Kutipan Bacaan:
★ ★ ★ ★ ★

Anugerah yang diberikan oleh Tuhan salah satunya dapat melihat. Mata adalah jendela hati sekaligus jendela dunia. Hampir seluruh keindahan dunia dapat dibahasakan secara ringkas oleh mata. Panca indera yang satu ini memang luar biasa selain dapat melihat perbedaan antara satu manusia dengan yang lain, juga dapat saling mengenal dan berinteraksi dengan sesamanya.
Pandu Permadi Laksono (24), pria bungsu dari tiga bersaudara asal Kediri ini telah hilang penglihatannya. Sejak november 2012, ia menderita penyakit glukoma dan pada akhirnya ia harus kehilangan satu bola matanya. Kala itu ia masih berstatus sebagai mahasiswa semester lima jurusan Sistem Informasi di Sekolah Tinggi Manajemen Informatika Dan Komputer Kadiri (STMIK Kadiri). Ia terpaksa harus berhenti menempuh pendidikan di bangku perkuliahan karena penyakit yang dideritanya.

★ ★ ★ ★ ★

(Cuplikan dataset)
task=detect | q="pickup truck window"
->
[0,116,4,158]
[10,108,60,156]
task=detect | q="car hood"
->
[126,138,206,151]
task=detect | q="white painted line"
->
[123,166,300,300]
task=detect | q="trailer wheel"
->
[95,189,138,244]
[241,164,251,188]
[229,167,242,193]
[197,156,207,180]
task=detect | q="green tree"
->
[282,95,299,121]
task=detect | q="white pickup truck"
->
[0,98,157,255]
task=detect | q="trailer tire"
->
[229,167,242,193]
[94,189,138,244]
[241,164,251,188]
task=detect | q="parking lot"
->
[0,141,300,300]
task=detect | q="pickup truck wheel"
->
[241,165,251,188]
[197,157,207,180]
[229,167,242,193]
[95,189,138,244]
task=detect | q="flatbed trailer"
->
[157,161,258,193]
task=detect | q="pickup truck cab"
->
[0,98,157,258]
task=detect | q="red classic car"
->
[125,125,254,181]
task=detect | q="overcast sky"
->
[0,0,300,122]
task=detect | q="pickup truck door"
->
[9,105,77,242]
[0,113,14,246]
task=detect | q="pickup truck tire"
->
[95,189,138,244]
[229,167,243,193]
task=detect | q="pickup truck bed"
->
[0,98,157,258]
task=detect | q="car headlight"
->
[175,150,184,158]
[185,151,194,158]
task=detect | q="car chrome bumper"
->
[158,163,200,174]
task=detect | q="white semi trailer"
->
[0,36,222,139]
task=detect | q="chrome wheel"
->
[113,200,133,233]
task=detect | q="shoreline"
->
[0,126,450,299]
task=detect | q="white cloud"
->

★ ★ ★ ★ ★

Langkah yang Dilakukan:
[a] Menurut kutipan bacaan tentang Pandu Permadi Laksono, apa jurusan kuliahnya dan di kampus mana?
[b] Salin bagian kutipan bacaan tentang Pandu Permadi Laksono yang dimulai dengan "Anugerah yang diberikan" dan berlanjut sampai "penyakit yang dideritanya.", lalu tukar "mahasiswa" dengan "pelajar".

Hasil Berurutan:
[a] Jurusan Sistem Informasi di Sekolah Tinggi Manajemen Informatika Dan Komputer Kadiri (STMIK Kadiri).

[b]
Anugerah yang diberikan oleh Tuhan salah satunya dapat melihat. Mata adalah jendela hati sekaligus jendela dunia. Hampir seluruh keindahan dunia dapat dibahasakan secara ringkas oleh mata. Panca indera yang satu ini memang luar biasa selain dapat melihat perbedaan antara satu manusia dengan yang lain, juga dapat saling mengenal dan berinteraksi dengan sesamanya.
Pandu Permadi Laksono (24), pria bungsu dari tiga bersaudara asal Kediri ini telah hilang penglihatannya. Sejak november 2012, ia menderita penyakit glukoma dan pada akhirnya ia harus kehilangan satu bola matanya. Kala itu ia masih berstatus sebagai pelajar semester lima jurusan Sistem Informasi di Sekolah Tinggi Manajemen Informatika Dan Komputer Kadiri (STMIK Kadiri). Ia terpaksa harus berhenti menempuh pendidikan di bangku perkuliahan karena penyakit yang dideritanya.